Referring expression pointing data

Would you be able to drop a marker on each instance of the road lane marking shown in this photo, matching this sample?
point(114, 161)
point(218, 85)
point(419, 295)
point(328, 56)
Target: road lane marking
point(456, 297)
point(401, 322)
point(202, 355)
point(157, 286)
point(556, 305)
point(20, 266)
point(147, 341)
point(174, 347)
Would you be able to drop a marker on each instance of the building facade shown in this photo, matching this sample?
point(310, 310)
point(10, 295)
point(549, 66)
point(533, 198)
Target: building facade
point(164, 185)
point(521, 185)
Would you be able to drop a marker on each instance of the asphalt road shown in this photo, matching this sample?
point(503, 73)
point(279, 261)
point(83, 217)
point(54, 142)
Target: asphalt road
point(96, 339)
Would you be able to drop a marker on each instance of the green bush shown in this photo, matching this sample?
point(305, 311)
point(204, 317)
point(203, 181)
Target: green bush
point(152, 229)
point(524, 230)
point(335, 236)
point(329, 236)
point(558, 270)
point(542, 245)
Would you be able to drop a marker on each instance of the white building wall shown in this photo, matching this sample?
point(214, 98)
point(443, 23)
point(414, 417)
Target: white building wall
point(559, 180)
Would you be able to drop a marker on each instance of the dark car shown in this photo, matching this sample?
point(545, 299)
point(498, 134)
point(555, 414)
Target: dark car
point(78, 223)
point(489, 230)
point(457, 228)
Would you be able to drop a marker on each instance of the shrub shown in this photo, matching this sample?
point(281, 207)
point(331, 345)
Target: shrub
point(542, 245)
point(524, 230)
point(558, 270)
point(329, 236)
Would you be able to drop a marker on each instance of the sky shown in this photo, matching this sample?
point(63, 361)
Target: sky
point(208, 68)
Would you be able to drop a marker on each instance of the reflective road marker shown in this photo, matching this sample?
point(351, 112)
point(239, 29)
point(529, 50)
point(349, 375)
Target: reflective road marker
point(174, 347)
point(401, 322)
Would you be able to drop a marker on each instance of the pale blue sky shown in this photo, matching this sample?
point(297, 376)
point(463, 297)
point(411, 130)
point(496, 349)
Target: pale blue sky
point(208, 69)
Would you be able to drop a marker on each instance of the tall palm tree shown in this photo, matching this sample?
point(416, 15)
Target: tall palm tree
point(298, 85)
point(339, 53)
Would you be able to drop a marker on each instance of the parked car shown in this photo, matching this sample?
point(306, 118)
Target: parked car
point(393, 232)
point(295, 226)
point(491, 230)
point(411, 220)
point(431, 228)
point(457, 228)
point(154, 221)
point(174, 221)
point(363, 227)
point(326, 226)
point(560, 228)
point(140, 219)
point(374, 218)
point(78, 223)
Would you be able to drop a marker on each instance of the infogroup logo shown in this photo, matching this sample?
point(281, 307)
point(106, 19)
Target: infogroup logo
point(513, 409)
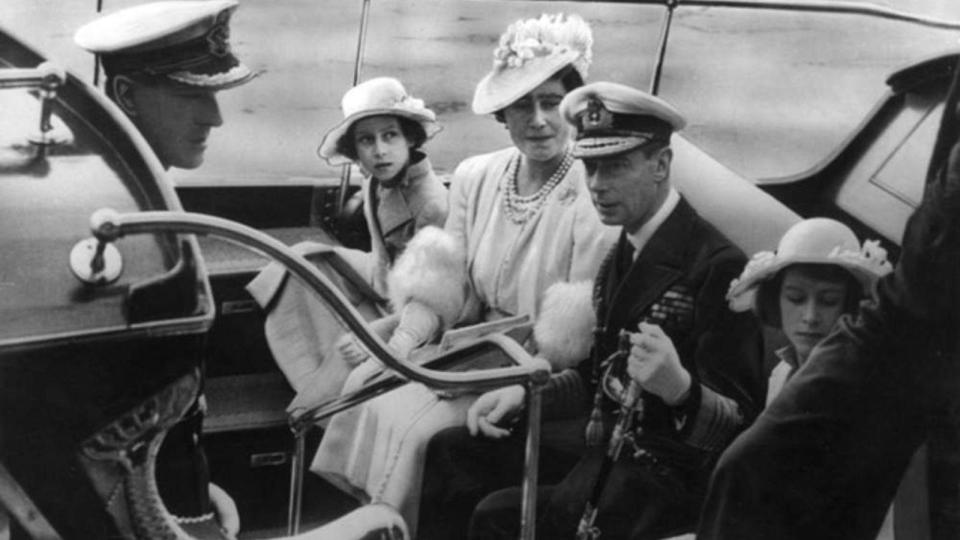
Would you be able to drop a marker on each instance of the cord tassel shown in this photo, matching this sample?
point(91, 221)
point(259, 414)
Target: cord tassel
point(594, 434)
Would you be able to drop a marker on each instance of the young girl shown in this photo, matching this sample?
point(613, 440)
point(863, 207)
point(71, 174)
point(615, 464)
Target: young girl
point(382, 132)
point(818, 273)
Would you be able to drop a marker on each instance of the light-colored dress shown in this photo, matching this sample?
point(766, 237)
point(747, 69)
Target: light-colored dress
point(378, 450)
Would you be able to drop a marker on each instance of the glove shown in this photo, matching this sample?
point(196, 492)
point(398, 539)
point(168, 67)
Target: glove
point(655, 365)
point(418, 324)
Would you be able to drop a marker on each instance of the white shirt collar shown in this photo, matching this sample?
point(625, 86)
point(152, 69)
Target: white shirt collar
point(640, 238)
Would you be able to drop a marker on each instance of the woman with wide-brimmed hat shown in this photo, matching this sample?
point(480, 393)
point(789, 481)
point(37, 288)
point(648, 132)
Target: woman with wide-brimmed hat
point(520, 222)
point(819, 272)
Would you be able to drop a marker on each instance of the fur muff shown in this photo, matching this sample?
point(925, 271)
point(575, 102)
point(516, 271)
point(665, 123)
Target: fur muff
point(564, 328)
point(432, 270)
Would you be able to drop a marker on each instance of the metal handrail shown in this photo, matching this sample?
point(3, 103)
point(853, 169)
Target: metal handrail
point(108, 226)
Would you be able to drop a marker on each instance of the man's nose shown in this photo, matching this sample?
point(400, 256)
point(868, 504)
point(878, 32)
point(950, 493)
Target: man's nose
point(593, 182)
point(210, 112)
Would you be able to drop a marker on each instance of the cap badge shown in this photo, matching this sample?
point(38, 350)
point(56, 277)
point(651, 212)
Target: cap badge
point(597, 117)
point(218, 36)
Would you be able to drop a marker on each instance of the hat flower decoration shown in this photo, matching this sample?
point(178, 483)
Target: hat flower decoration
point(550, 34)
point(811, 241)
point(530, 52)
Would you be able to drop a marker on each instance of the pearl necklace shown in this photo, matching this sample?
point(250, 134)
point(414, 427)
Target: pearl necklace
point(520, 208)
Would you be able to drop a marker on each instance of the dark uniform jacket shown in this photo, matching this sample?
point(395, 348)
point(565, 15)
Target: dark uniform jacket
point(679, 281)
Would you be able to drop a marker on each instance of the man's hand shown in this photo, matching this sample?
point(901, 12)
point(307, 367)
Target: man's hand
point(225, 509)
point(485, 415)
point(655, 365)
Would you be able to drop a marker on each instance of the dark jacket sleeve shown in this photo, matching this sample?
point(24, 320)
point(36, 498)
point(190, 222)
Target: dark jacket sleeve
point(724, 358)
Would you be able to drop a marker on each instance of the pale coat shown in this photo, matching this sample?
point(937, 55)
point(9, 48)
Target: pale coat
point(377, 451)
point(569, 239)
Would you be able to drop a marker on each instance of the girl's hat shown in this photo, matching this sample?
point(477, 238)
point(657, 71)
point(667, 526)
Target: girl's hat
point(530, 52)
point(811, 241)
point(380, 96)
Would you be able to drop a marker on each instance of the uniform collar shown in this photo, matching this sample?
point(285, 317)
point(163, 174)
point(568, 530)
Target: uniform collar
point(640, 238)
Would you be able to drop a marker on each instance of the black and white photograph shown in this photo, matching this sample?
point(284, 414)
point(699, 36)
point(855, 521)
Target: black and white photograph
point(480, 269)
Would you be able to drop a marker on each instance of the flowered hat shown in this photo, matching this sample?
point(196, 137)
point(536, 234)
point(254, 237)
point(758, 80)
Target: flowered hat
point(379, 96)
point(530, 52)
point(811, 241)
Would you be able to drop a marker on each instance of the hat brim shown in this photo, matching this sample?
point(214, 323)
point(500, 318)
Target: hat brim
point(593, 147)
point(503, 86)
point(743, 293)
point(238, 75)
point(328, 145)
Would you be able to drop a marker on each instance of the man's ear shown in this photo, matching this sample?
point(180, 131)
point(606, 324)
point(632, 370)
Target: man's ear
point(123, 88)
point(664, 158)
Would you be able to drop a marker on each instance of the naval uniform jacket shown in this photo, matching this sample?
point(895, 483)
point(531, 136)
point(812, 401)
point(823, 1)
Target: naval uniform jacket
point(679, 281)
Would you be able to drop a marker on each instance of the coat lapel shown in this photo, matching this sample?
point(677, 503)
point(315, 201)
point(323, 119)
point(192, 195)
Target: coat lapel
point(657, 267)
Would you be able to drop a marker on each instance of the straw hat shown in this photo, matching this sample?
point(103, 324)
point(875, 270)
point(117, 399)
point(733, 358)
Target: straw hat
point(811, 241)
point(530, 52)
point(379, 96)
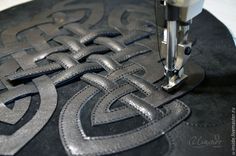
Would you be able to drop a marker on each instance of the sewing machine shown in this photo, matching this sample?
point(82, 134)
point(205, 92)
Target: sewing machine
point(175, 16)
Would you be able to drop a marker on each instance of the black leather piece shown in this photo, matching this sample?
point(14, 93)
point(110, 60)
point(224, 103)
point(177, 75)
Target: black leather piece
point(210, 103)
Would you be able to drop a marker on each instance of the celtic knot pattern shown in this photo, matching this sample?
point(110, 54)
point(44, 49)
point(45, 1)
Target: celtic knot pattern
point(115, 56)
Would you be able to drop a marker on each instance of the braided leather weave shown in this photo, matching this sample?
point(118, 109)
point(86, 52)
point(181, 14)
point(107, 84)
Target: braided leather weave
point(116, 60)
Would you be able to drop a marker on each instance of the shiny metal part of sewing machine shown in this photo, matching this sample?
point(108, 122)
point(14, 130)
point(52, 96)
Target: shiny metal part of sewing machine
point(175, 16)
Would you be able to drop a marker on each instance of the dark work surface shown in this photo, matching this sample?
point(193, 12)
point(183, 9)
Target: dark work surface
point(211, 103)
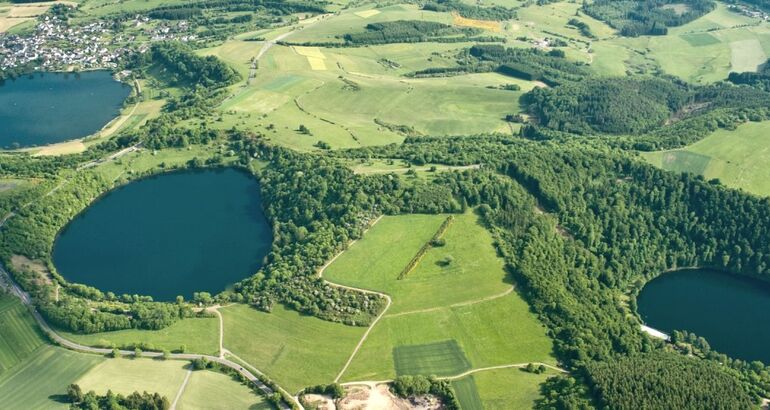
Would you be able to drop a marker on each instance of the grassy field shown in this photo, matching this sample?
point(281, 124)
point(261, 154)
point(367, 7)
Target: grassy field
point(485, 339)
point(429, 285)
point(216, 391)
point(468, 394)
point(499, 389)
point(198, 335)
point(127, 375)
point(704, 50)
point(444, 319)
point(20, 336)
point(738, 158)
point(42, 379)
point(295, 350)
point(338, 93)
point(443, 358)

● **The task**
Please transcribe exactly the lines above from the line that has "point(190, 222)" up to and including the line that has "point(323, 119)"; no other line belongs in the answer.

● **Answer section**
point(190, 222)
Target: dark jacket sleeve
point(724, 358)
Would you be able to drop a marker on each instance of the pale coat shown in this photo, matching this sample?
point(937, 55)
point(9, 48)
Target: pale coat
point(377, 451)
point(569, 239)
Would you be able to drop a marker on each instance of the girl's hat shown in this photo, matching this sample?
point(477, 238)
point(657, 71)
point(667, 526)
Target: girl's hat
point(530, 52)
point(811, 241)
point(380, 96)
Would you be able to drop a marker on each instance of the uniform collar shown in this photo, matching this sample?
point(285, 317)
point(163, 174)
point(568, 530)
Target: uniform collar
point(640, 238)
Would you be able to drop a marker on each instance of the black and white photograph shown in this photo, matching this sample?
point(284, 414)
point(699, 36)
point(855, 521)
Target: black and white photograph
point(480, 269)
Would you be able to drop a marker on each instance of the flowered hat shown in this photo, matching this sample?
point(196, 137)
point(536, 234)
point(254, 237)
point(758, 80)
Target: flowered hat
point(379, 96)
point(530, 52)
point(811, 241)
Would you be able to drop a marker on each instance of the hat brim shown in this photo, matching this sample?
point(214, 323)
point(500, 318)
Target: hat brim
point(593, 147)
point(503, 86)
point(743, 293)
point(238, 75)
point(328, 145)
Would you be able to drop a marker on each instance of the man's ear shown in this photo, matching this sample?
point(180, 131)
point(606, 324)
point(632, 370)
Target: man's ear
point(123, 88)
point(664, 158)
Would you be able to drop a marker on each instance of the naval uniform jacket shown in this photo, matching this sample?
point(895, 483)
point(531, 136)
point(812, 401)
point(823, 1)
Target: naval uniform jacket
point(679, 281)
Would you be able to drop a marker on each instance of the coat lapel shown in this photo, matching this sample?
point(677, 503)
point(315, 201)
point(323, 119)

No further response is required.